| Exercise instructions |
Reproduce the listing below exactly, minus its pictures.

------ Data shown

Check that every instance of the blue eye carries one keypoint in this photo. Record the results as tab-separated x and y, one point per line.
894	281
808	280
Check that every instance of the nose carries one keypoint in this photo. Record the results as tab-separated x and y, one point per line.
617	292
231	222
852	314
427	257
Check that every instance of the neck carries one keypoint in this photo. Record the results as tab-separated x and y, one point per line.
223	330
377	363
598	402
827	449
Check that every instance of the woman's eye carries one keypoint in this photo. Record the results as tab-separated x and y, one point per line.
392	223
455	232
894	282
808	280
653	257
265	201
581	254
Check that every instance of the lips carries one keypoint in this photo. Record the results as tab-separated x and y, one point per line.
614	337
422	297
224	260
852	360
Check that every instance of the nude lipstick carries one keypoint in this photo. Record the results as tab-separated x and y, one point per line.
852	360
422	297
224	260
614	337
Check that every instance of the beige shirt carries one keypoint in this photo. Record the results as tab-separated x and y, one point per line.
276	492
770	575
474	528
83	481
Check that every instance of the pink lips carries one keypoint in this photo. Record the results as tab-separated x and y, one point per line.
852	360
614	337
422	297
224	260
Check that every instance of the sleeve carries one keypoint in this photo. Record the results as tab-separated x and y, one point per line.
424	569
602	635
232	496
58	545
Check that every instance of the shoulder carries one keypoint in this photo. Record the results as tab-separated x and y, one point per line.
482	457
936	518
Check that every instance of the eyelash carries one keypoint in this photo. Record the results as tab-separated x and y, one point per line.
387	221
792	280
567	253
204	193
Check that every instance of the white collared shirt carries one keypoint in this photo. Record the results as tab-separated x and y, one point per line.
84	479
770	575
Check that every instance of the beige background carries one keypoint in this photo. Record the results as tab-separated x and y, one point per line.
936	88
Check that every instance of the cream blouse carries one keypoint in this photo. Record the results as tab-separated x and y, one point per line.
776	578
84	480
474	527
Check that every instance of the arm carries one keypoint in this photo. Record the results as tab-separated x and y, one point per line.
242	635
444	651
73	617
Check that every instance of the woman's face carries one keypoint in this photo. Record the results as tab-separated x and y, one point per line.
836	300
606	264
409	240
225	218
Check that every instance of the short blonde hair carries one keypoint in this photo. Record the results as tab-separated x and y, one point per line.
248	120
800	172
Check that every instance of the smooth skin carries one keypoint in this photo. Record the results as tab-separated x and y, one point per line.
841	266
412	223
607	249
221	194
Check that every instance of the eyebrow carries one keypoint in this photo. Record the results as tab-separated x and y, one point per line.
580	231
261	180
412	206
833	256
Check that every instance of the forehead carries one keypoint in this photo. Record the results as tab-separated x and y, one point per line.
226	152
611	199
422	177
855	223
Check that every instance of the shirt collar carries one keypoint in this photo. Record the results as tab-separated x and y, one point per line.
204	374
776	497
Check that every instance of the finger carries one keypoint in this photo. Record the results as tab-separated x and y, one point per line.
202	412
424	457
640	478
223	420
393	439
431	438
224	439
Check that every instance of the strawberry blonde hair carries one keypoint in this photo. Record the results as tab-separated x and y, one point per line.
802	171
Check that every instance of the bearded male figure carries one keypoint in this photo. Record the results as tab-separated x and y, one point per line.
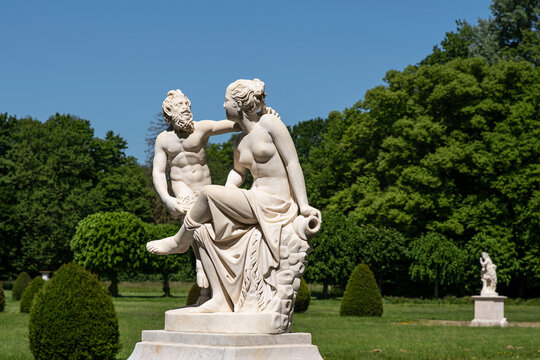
183	146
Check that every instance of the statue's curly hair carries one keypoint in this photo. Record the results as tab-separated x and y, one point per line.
249	93
170	101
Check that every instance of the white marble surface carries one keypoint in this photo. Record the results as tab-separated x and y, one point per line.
489	311
229	323
489	276
251	246
167	345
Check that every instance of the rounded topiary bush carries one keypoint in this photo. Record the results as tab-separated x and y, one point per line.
361	297
193	294
302	297
2	298
23	280
29	294
73	317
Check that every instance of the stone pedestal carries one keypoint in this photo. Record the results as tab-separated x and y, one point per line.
169	345
489	311
227	323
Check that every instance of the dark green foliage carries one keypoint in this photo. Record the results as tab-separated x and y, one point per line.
23	280
512	33
362	297
306	135
170	264
2	298
28	295
384	250
53	175
193	295
110	243
436	260
73	318
302	297
335	251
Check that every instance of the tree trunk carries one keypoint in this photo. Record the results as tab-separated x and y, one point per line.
325	289
113	288
166	287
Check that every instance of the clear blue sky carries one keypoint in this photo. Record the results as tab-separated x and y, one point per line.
112	62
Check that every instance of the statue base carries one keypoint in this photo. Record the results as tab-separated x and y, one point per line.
169	345
226	323
489	311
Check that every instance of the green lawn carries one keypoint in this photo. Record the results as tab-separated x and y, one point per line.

------------

| Response to this exercise |
Check that every instance of the blue eye carries one keypoint in this photo. Record the results as tab-separated x and y, one point per line.
894	281
808	280
Check that every instance of the nose carries one keypoint in this photo. Record the results as tab-separated x and y, one point per line.
617	292
231	222
852	314
427	257
Check that every instance of the neck carries one keypoint in this photo. Record the results as tab-separated x and y, one point per line.
223	330
377	363
598	402
827	449
Check that every instance of the woman's eye carries one keypoint in this photo. Record the results as tab-separated x and y, one point per line.
392	223
455	232
894	282
808	280
653	257
265	201
581	254
Check that every instance of the lips carries one keypoint in this photo. Record the results as tab-separated x and y, one point per line.
614	337
422	297
224	260
852	360
Check that every instance of the nude lipstick carries one keypoint in this photo. Record the results as tab-separated x and y, one point per line.
852	360
422	297
224	260
614	337
Check that every instance of the beige shirt carries one keypoint in this photo. Record the results as tab-separated x and y, one point per line.
276	492
770	575
474	528
83	481
Check that every instance of the pink lips carries one keypoint in this photo. Record the results as tab-separated x and y, one point per line.
852	360
614	337
422	297
224	260
Check that every instance of the sleeve carries one keypoint in this photo. Record the results as tab-separated x and y, one point per line.
424	569
602	635
232	496
58	545
Check that every instance of the shoulder carries one keypoint in this photo. Record the results as tab-separated x and y, one point per line.
482	457
936	518
Check that every instance of the eyelash carries one keypoint in this photo. Record the results as tab-separated x and y, one point per line.
387	221
792	280
567	253
204	193
Check that every instance of the white collared shirt carries one keypoint in this photo. Record the results as tab-separated x and y, one point per line.
84	479
770	575
Check that every instance of the beige background carries one keypoint in this photo. Record the results as tab-separated x and y, one point per line.
936	88
Check that every instance of the cream blouse carries one keypoint in this photo. Record the results as tab-separated x and y, one point per line.
776	578
84	480
474	527
Check that every instance of the arm carries one keypoint in this photo. Record the results as tab-separated x and y, one point per line.
242	635
444	651
73	617
Check that every instance of the woman's face carries one keypoint in this photo. Record the results as tab-separated x and y, one point per line.
836	300
606	264
409	240
225	218
Check that every instance of the short blonde hair carries one keypoint in this photo. Record the results as tab-separated x and y, one point per line.
248	120
800	172
Check that every instance of the smooth skin carries one keypoint in this photo. Record the results as tab-separated x and y, one point per line.
841	266
412	223
607	249
221	194
Check that every instance of the eyebrow carries one keypoint in this photo. Record the results as tab-separated x and y, one point per line.
580	231
261	180
412	206
833	256
Check that every instance of the forehead carries one keypoint in this photo. Record the results as tab-separated x and y, one point per line.
226	152
611	199
422	177
855	223
Check that every instance of the shirt collar carries one keypoint in this photo. Record the results as tab-separated x and y, one point per line.
204	374
776	497
Check that every instance of the finger carries one keypoint in this photo. Record the results as tab-separated x and y, one point per line.
202	412
424	457
640	478
223	420
393	439
431	438
224	439
Check that every instance of the strawberry blonde hair carries one keypoint in this photo. Record the results as tab-separated x and y, one point per line.
802	171
Check that every instance of the bearded male figure carries one keypoint in this photo. Record the results as tab-separated x and y, one point per line.
183	146
Check that every instance of the statue's curly hair carries one keypoint in this photo. Record the results as tab-separated x and y, one point per line.
249	93
170	101
Check that every instance of the white marble surface carries one keypoint in this photo. Record the results as tab-separated x and y, one point per line.
489	311
229	323
489	276
251	246
167	345
Check that every instance of the rounded topiary bush carries one keypoint in this photo. Record the results as tab-separated x and y, one point per line.
361	297
193	294
302	297
2	298
23	280
29	294
73	317
Check that every instance of the stone pedestal carries one keypoint in this photo. Record the results as tab-separated x and y, one point per line.
169	345
489	311
227	323
Check that every instance of the dark green foliage carries one keypoint in this photo. Record the results as tab-separated x and y, one point per line.
23	280
512	33
362	297
306	135
170	264
2	298
28	295
384	250
53	175
193	295
110	243
436	260
73	318
302	297
335	251
Check that every instance of the tree trunk carries one keypoint in this photo. Record the results as tab-separated x and y, one point per line.
325	289
113	288
166	287
Check that every instance of the clear blue sky carries one keypoint in this photo. Record the results as tab-separated x and y, one point per line.
112	62
Check that every instance of the statue base carries one keypoint in this photo. Record the results as tab-separated x and y, one point per line.
169	345
226	323
489	311
Check that every instance of the green lawn carries one keypoint in this photo. Record the results as tab-separated x and y, one point per line.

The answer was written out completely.